──────── DATASET ROWS

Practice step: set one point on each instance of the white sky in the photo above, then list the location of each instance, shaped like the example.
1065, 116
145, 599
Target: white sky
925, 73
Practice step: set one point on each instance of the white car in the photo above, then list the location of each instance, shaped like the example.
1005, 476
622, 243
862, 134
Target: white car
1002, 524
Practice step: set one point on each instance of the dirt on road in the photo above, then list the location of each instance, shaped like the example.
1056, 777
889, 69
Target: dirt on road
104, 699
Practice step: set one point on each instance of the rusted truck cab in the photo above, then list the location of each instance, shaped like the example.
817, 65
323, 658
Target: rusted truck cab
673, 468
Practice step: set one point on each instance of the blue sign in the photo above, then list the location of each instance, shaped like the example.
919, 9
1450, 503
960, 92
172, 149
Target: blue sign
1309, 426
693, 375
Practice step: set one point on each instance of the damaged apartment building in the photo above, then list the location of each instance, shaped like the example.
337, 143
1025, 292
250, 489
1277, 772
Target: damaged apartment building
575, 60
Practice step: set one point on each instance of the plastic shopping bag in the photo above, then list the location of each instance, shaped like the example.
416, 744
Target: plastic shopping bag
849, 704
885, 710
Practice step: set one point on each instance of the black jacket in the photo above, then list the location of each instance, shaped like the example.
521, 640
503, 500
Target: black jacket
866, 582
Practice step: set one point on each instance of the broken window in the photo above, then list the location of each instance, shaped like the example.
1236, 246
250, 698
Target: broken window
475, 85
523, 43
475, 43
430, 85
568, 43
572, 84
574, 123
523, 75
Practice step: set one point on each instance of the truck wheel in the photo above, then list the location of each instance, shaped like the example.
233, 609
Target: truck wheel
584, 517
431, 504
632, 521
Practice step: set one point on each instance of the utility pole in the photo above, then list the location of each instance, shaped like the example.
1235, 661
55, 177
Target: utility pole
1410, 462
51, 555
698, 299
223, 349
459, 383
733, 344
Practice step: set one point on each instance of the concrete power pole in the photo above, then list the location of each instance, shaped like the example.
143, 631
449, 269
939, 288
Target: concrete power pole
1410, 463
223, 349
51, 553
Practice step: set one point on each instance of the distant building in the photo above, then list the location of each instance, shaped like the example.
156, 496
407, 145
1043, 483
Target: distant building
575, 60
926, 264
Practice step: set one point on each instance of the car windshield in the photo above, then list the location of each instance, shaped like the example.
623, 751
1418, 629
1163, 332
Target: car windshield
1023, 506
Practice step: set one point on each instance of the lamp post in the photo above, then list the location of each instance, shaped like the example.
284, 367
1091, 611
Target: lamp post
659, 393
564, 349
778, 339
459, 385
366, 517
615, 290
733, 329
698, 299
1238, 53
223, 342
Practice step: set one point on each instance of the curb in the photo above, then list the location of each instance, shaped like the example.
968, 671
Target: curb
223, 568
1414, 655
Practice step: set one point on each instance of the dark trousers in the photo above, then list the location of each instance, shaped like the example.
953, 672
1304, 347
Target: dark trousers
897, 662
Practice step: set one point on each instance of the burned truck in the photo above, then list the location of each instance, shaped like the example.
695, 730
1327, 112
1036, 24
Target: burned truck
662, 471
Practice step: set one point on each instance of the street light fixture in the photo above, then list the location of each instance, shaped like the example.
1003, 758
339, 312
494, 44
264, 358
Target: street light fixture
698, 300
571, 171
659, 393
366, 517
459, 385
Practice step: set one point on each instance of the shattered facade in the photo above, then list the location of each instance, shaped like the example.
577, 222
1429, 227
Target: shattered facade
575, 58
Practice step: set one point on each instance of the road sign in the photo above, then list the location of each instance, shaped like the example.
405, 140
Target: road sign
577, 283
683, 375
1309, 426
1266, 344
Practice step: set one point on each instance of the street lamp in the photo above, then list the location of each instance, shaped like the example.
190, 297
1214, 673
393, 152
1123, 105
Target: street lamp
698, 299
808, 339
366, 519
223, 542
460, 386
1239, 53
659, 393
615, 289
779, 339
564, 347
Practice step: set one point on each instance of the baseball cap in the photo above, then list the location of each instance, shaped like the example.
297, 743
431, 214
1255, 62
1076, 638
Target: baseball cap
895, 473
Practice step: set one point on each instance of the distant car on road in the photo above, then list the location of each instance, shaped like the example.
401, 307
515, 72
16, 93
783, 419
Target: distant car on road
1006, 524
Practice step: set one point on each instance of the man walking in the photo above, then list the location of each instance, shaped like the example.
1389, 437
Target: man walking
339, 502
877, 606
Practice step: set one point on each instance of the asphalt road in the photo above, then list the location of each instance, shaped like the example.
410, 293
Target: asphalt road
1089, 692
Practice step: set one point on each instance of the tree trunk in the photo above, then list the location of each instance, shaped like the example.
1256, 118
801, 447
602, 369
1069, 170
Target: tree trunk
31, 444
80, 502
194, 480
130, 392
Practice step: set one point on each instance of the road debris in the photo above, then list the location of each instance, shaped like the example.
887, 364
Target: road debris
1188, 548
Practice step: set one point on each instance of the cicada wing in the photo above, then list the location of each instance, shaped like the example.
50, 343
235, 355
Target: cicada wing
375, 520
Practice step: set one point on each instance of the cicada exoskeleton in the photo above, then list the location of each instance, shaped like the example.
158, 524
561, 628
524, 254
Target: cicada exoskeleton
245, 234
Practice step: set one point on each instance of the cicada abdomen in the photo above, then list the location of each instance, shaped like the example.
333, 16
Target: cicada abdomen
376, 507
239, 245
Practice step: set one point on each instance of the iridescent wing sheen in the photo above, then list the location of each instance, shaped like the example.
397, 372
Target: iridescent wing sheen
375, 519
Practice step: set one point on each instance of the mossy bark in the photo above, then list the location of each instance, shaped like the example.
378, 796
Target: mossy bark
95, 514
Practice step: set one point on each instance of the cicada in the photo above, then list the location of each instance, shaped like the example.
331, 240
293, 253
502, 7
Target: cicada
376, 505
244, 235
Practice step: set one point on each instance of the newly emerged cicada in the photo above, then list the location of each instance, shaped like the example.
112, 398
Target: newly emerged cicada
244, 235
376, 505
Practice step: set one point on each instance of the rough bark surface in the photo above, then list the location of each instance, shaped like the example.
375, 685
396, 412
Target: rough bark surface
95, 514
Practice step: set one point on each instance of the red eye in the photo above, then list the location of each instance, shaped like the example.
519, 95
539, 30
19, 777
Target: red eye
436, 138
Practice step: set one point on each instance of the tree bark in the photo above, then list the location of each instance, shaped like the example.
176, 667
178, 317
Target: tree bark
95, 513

────────────────

- **PROBLEM DETAILS**
Rewrite all of the material above, putting "Exercise" in place of each "Practice step" and changing nothing else.

- **THE RESPONSE**
Exercise: set one point on each instance of the white sky in the photo above, then list the location of each instance, shaped like the example.
1065, 116
145, 599
Target: white sky
925, 73
Exercise: set one point on each instance of the white car in the photo above, then list the location of each instance, shaped like the example.
1005, 476
622, 243
862, 134
Target: white car
1002, 524
Exercise: set one point on each instance of the dirt on road in the photo above, then list the location of each instance, shaped like the example.
1056, 777
889, 69
Target: dirt on road
104, 699
Exercise: set one point on each instance of the rusted truck cab in the photo above, then list the location of each instance, shaped like the example.
817, 65
323, 658
Target: rusted truck cab
673, 468
Exercise: set one point on each instance of the blue sign in the photo above, then list the location of each instance, shaped like the example.
919, 9
1450, 503
960, 92
172, 149
Target: blue sign
1309, 426
693, 375
Exercise: set one point on each instance of the damaged apartment building in the photo above, then list the location of each instance, shaped like the example.
337, 143
1025, 292
250, 489
1277, 772
Target: damaged apartment building
575, 60
Exercise: set one point on each instance of the plastic shopping bag in the photo above, then list the location of each instance, shaped like the example.
416, 744
Target: plastic shopping bag
849, 704
885, 710
Exercise: set one point on each instance of the black jacket in the photo above, then list the location of each instance, shaped like the example.
521, 640
503, 500
Target: black jacket
866, 582
Exercise: set one point on each instance of the broken window in the photo above, then list the location of each instance, shaped like the example.
1236, 246
250, 698
Target: broken window
475, 85
523, 43
475, 43
430, 85
568, 43
572, 84
574, 123
523, 75
Exercise: set one point on each instance of the truck wheel in the photo above, then list the location of each instance, shaped like the example.
233, 609
Target: truck wheel
584, 517
431, 504
632, 521
Exercise: set one point on each instance of the utility pole in the photo above, then list the location of each instance, shaped like the example.
1235, 661
55, 177
Target: utility pole
1410, 462
51, 555
698, 299
223, 349
459, 383
733, 344
Exercise: set one point on each instance of the concrete power pole in the photo above, then list the location of each instance, shaped like the example.
143, 631
449, 269
939, 288
Target: concrete power pole
1410, 463
223, 349
51, 553
Exercise: set one point on each instance of the distant building in the photo above, then list the location of each instance, shaped like the example.
156, 496
407, 145
1043, 483
Target: distant building
575, 60
926, 264
Exercise: set one point on each instance of the car windshield in the photo above, then list the location of each instance, shaped like the example.
623, 751
1418, 629
1163, 332
Target: car windshield
1023, 506
Exercise: set one point on each instance of the lamp post in the photo above, then list the location of each instance, shaped like the example.
284, 367
1091, 611
Target: lamp post
659, 393
564, 349
778, 339
459, 385
366, 517
615, 290
733, 329
698, 299
1238, 53
223, 342
Exercise: set one point on each instance of the curb in the photo above, then list the location of each instance, shaped like the example.
968, 671
Target: curb
223, 568
1414, 655
Exercise: set one point on each instance of the dark trousers in the photo above, then list the location of each instance, shaped like the example.
953, 672
1304, 347
Target: dark trousers
897, 662
Exercise: set one point on each instance of the burned truck in the photo above, then list the location of each instance, shaped like the example.
695, 730
1327, 112
1036, 24
Target: burned truck
662, 471
Exercise: set one point on each instance of the street light fixture in the photo above, then list the location of each instance, shaped like the example.
1003, 758
339, 312
494, 44
264, 358
Target: street light fixture
698, 300
571, 171
659, 393
366, 517
459, 385
Exercise: set one point on each instance of the shattered facade in the photo above, then list the location of each instance, shaped like the example.
577, 222
1429, 227
Target: shattered facade
575, 58
Exercise: set one point on each instance of the road sign in the photo above, then list the location of each instance, shaped like the example.
405, 140
Target: road sign
577, 283
683, 375
1309, 426
1266, 344
Exercise: set one point on each instance of the street lamp in the photo above, then list the location of each instance, shaped like the example.
190, 297
1214, 673
393, 152
1123, 105
Target: street lamp
698, 299
808, 339
366, 519
223, 542
460, 386
1239, 53
659, 393
615, 289
779, 339
564, 347
Exercise: set one point on each instance of the baseball cap in the photo above, then list the location of each instance, shaped like the example.
297, 743
431, 214
1255, 62
1076, 638
Target: baseball cap
895, 473
Exercise: set one point on each instance of the distant car on road in the photo above, then list the location of each instance, shaped like the example.
401, 307
515, 72
16, 93
783, 419
Target: distant car on road
1006, 524
Exercise: set one point on each instance of the man walking in the photo above, then list the location of each instance, shaped like the example.
1389, 437
Target: man walking
339, 502
877, 606
Exercise: set one point on each instance of the asphalt road in the photo above, then list the location of each instance, shaped like the example.
410, 293
Target: asphalt road
1089, 692
Exercise: set one point on each instance of the tree trunk in the photo above, then list the location of each instance, shaped like the example.
1256, 118
801, 447
602, 369
1069, 170
Target: tree trunk
31, 444
80, 502
194, 480
130, 392
Exercise: set one point on each instance of the road debris in the photo above, then list the location of each instance, shaped like the example.
887, 364
Target: road debris
1188, 548
Exercise: set one point on each instance of the cicada wing in the photo above, then list the location of each instance, shaped like the example.
50, 343
235, 355
Target: cicada wing
375, 520
Exercise: set one point on each instance of the cicada exoskeleton in the photo above, then list the location of each instance, shaped like the example.
158, 524
561, 628
524, 254
Target: cicada exoskeleton
245, 234
Exercise: set one point on each instance of the cicada abdomen in the photo above, then list the location of each instance, shaped like the example.
333, 16
Target: cicada abdomen
376, 507
239, 245
Exercise: set one point on each instance of the iridescent wing sheen in the photo above, then list the location of each instance, shaped like the example.
397, 372
Target: iridescent wing sheen
375, 519
Exercise: set one point on each instance of the mossy bark in the photo above, then list the location of each instance, shaped like the example.
378, 796
Target: mossy bark
95, 514
Exercise: set one point on each instance of the cicada in the photo above, then list the location of each instance, shaped like the example.
331, 240
293, 253
502, 7
Target: cicada
376, 505
244, 235
Exercise: set one point on each instance of the newly emerged cicada in the photo above, then list the location of each instance, shaped like the example.
112, 398
Target: newly emerged cicada
244, 235
376, 505
Exercise: set one point on each instance of the rough bark surface in the photo above, then list the location of each instance, shaped like the example.
375, 685
396, 412
Target: rough bark surface
95, 514
Exercise: set one point on each instance of the red eye in the photo above, then list the location of each instance, shaped like the example.
519, 95
539, 30
19, 777
Target: red eye
436, 138
Exercise: set one point on each instance of the tree bark in the photo above, then list the location of each instance, shaped like the example.
176, 667
178, 317
Target: tree bark
95, 513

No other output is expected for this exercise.